# ИСХОДНЫЙ ТЕКСТ:
Его стихи нужны нам позарез
Анатолий ПАНАСЕЙКО
Девятого января к харьковскому поэту Борису Чичибабину пришел девяностый день рождения. На именины-чтения съехались друзья-почитатели из многих уголков бывшего Союза, но уже девятнадцатый раз не было юбиляра.
Книгочей, мыслитель, воин, политзаключенный, изгой, Лауреат Государственной премии…
Вестник света. Его печаль светла и возвышающа.
Пришедшего с войны защитника Родины — за протестную поэзию — бросают в сталинский концлагерь, где он продолжает воспевать любовь и красоту и разоблачать носителей зла и лжи.
Возможность заниматься творчеством в скотских условиях объясняется тем, что Чичибабин знал наизусть уйму стихотворений и читал их, как Бог. За это его любили и товарищи по несчастью, и урки, и тюремщики. И, как любимица публики, устроили работать учетчиком сваленного леса и ютиться в отдельной каморке.

# ЗАДАНИЯ:
1 > Скопируйте из текста о Борисе Чичибабине отрывок без изменений. Начните со слов «Пришедшего с войны» и остановитесь после слов «носителей зла и лжи.».
2 > Какой по счету день рождения Бориса Чичибабина пришелся на девятое января, согласно тексту о нем?

# СОБРАННЫЙ МАТЕРИАЛ:
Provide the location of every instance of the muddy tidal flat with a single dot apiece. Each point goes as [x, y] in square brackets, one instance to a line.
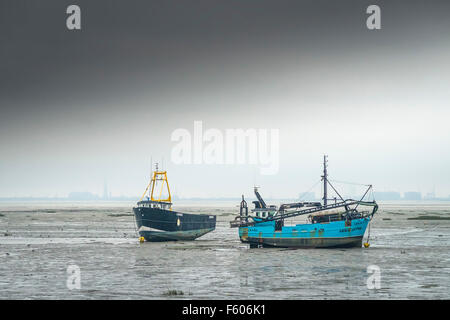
[409, 242]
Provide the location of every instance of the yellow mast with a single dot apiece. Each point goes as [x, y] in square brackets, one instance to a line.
[158, 176]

# ОТВЕТЫ К ЗАДАНИЯМ:
1 >
Пришедшего с войны защитника Родины — за протестную поэзию — бросают в сталинский концлагерь, где он продолжает воспевать любовь и красоту и разоблачать носителей зла и лжи.

2 > Девяностый.